Stored dataset items:
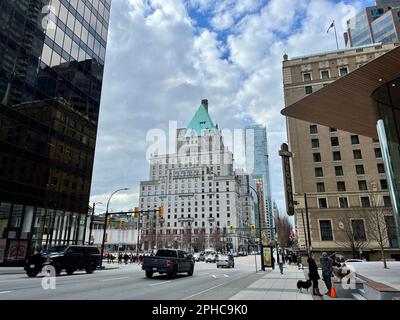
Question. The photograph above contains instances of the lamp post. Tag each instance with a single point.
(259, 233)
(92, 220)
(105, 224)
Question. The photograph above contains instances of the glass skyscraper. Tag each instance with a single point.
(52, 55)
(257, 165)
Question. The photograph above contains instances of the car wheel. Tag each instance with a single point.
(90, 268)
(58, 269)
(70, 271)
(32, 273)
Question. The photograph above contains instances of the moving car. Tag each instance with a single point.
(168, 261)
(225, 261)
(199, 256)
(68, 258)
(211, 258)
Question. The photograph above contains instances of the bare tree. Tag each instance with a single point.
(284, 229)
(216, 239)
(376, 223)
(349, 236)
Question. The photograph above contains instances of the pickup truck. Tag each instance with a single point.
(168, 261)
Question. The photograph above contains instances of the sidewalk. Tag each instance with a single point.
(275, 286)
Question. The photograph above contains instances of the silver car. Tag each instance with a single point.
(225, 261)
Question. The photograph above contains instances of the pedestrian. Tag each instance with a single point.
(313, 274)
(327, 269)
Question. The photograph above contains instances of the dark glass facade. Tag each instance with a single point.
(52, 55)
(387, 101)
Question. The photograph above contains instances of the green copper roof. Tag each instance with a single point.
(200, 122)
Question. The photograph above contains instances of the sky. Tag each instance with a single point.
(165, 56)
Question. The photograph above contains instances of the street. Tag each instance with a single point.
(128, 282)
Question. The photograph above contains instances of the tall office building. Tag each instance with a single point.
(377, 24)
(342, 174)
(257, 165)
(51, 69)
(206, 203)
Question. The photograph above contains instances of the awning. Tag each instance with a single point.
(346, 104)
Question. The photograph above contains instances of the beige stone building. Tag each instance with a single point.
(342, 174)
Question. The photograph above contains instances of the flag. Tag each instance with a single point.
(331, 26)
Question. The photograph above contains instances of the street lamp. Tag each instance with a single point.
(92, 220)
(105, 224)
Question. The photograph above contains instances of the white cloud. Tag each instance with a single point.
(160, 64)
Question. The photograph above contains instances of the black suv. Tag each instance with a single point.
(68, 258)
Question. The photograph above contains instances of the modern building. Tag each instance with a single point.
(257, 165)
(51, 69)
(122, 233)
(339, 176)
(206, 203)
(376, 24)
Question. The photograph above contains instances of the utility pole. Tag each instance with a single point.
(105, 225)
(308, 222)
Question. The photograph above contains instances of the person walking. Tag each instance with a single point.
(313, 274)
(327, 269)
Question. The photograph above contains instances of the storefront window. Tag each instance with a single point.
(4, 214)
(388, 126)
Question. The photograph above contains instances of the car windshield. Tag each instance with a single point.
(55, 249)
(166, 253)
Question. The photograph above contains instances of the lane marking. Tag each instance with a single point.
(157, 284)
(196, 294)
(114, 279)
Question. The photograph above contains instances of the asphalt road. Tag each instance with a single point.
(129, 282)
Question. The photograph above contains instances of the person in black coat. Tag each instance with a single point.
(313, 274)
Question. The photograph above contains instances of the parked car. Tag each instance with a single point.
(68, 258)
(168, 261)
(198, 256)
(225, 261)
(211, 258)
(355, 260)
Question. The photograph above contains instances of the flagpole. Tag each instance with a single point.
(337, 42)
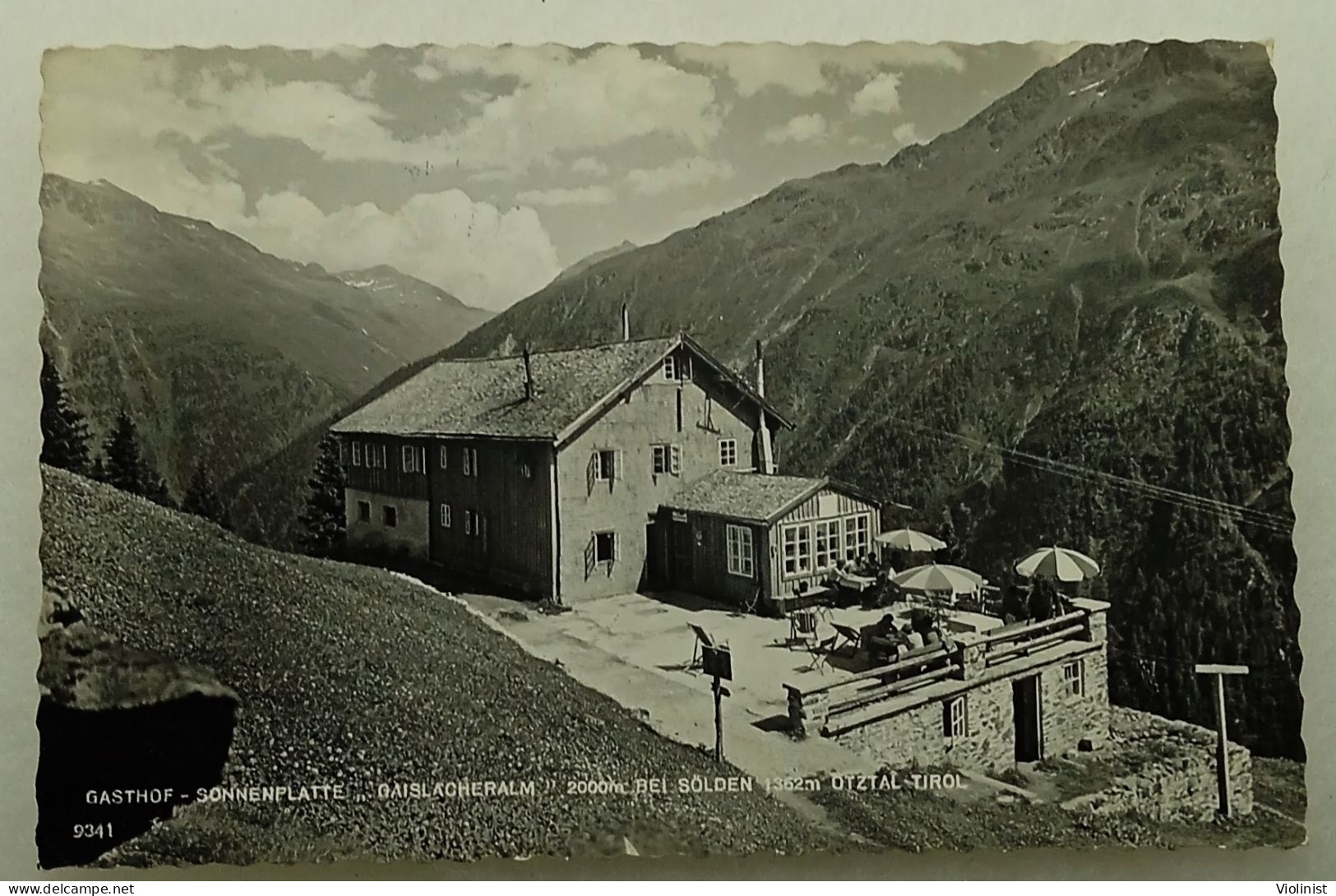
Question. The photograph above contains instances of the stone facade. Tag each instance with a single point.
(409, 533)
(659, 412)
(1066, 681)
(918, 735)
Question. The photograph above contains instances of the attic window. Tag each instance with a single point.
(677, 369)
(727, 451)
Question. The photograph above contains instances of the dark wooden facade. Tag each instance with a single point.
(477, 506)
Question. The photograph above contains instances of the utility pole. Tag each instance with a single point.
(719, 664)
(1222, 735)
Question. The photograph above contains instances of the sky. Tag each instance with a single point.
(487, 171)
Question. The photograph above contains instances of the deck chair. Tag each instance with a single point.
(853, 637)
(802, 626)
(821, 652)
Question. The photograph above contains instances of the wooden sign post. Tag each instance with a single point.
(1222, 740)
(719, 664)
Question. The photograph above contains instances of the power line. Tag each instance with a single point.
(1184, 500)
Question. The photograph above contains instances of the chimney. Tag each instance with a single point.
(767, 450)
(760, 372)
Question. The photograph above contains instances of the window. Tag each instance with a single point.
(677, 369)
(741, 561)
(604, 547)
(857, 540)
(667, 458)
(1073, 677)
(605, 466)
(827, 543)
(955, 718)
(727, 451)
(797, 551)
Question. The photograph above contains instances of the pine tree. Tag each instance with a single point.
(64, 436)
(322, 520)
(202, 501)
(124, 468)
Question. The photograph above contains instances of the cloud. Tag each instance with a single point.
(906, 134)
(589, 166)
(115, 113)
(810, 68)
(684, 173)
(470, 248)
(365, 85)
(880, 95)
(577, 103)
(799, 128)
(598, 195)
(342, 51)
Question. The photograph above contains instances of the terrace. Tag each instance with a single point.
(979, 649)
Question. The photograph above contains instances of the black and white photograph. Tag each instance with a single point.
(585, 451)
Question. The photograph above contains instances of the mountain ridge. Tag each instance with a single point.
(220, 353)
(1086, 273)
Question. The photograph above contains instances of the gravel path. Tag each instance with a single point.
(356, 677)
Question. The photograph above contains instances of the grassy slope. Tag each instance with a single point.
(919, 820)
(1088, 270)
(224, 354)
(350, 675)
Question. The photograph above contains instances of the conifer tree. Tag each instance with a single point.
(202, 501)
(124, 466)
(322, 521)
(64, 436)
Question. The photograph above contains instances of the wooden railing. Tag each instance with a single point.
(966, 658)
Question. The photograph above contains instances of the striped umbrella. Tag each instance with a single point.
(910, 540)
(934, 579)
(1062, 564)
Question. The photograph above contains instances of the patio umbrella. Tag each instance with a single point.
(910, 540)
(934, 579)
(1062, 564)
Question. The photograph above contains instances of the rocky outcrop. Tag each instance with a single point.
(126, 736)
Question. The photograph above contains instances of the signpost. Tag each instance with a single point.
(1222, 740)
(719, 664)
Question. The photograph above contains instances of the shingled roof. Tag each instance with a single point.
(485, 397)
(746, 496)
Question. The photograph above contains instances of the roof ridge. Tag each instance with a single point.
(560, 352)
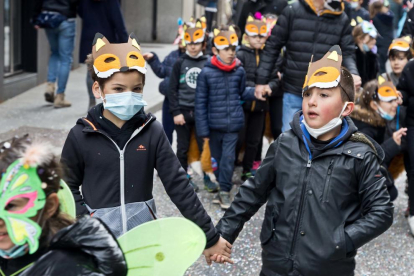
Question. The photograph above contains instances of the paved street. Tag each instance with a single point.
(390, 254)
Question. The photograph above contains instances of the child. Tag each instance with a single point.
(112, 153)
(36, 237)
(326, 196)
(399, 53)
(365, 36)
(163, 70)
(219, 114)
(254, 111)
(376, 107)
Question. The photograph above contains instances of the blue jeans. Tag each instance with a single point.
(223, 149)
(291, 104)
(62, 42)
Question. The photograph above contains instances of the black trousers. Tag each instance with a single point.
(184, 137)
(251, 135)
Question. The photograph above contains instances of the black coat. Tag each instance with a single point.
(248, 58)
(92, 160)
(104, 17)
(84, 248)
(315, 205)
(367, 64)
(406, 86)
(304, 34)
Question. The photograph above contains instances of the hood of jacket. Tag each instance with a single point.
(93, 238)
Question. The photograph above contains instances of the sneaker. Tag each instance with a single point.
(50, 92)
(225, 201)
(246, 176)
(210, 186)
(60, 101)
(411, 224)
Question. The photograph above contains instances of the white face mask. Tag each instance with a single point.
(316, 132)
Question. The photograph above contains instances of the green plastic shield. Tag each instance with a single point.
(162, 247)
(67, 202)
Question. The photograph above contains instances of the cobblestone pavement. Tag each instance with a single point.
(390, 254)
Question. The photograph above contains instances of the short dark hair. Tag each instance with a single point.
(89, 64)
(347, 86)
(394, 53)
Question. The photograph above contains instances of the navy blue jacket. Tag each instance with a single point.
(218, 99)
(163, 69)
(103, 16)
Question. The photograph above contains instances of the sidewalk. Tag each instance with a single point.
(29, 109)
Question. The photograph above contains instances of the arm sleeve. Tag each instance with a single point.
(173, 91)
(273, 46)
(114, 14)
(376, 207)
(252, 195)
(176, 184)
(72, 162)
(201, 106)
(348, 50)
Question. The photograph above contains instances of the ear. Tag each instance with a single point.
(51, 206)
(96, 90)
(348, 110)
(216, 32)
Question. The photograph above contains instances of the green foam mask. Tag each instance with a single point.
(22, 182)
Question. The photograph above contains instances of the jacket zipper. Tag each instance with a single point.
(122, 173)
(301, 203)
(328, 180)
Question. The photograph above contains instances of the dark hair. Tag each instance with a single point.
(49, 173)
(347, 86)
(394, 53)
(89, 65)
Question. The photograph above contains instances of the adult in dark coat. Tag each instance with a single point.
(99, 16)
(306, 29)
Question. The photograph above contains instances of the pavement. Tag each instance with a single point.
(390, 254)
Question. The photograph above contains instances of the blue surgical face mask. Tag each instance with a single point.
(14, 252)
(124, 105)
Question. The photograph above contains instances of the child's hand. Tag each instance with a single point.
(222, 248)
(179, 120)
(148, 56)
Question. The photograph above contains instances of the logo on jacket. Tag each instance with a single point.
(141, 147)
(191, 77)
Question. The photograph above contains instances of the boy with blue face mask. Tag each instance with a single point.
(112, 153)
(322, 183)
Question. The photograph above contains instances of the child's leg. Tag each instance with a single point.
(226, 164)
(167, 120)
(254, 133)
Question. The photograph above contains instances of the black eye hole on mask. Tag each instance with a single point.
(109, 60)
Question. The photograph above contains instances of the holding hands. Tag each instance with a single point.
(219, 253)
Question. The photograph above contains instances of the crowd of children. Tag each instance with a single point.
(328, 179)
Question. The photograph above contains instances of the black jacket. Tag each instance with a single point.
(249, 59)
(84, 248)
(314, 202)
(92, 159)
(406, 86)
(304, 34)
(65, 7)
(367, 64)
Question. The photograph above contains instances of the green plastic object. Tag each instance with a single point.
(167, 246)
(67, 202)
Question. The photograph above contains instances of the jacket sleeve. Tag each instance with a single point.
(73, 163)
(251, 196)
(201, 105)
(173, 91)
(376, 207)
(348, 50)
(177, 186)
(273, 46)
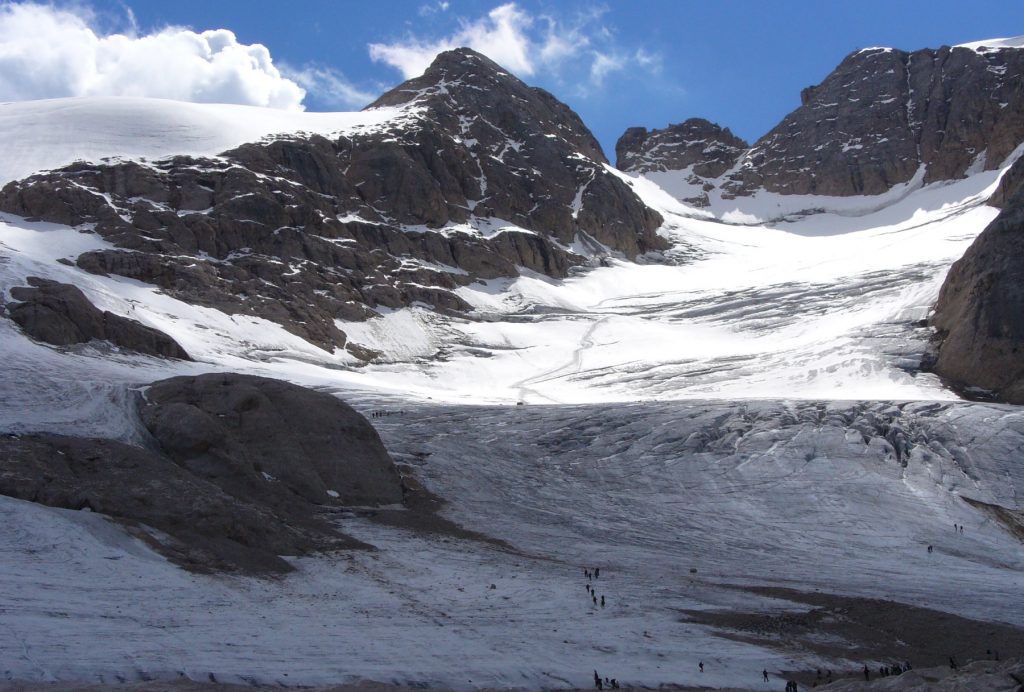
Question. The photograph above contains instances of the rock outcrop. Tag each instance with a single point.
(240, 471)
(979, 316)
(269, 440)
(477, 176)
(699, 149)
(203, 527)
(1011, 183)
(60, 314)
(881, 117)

Task requirements => Produce an exact copy of the lines from the line with "hand. Tag each instance with a single point." through the last line of the data above, both ends included. No pictures belong in it.

Solved problem =>
Question. The photograph above contains instances of the child's hand. Tag each instance with a single point.
(222, 248)
(179, 120)
(148, 56)
Question. The photograph above contains instances of the logo on jacket. Tag each instance with a single point.
(141, 147)
(191, 77)
Question. The photograph above contains instances of the boy with blue face mask. Tag each instance with a single point.
(112, 153)
(322, 183)
Question. The photograph above contains instances of the child's leg. Tag each instance with a single point.
(226, 164)
(167, 120)
(254, 133)
Question. The photograph above contains instances of the black eye hole on mask. Tag each instance with a single point.
(109, 60)
Question. The photograph above contains instances of the holding hands. Tag each instance with a single point.
(219, 253)
Question. The photograph above contains instances of the crowd of children. Tag each instance with a single point.
(328, 179)
Question. The photograph above contains instances of the black jacket. Tag each instance with a single point.
(249, 59)
(84, 248)
(314, 202)
(92, 159)
(406, 86)
(304, 34)
(65, 7)
(367, 64)
Question. The photograph above contains instances of the green plastic object. Tag each instance with a single point.
(167, 246)
(67, 202)
Question. The photograph above contains instances of the jacket sleeve. Tag each instance with a single point.
(73, 163)
(251, 196)
(201, 105)
(173, 91)
(376, 207)
(348, 50)
(177, 186)
(273, 46)
Question. The photograph above contains instances of the rock outcrop. Tag each instance with a single point.
(240, 471)
(979, 316)
(269, 440)
(477, 176)
(699, 149)
(203, 527)
(1011, 183)
(60, 314)
(881, 117)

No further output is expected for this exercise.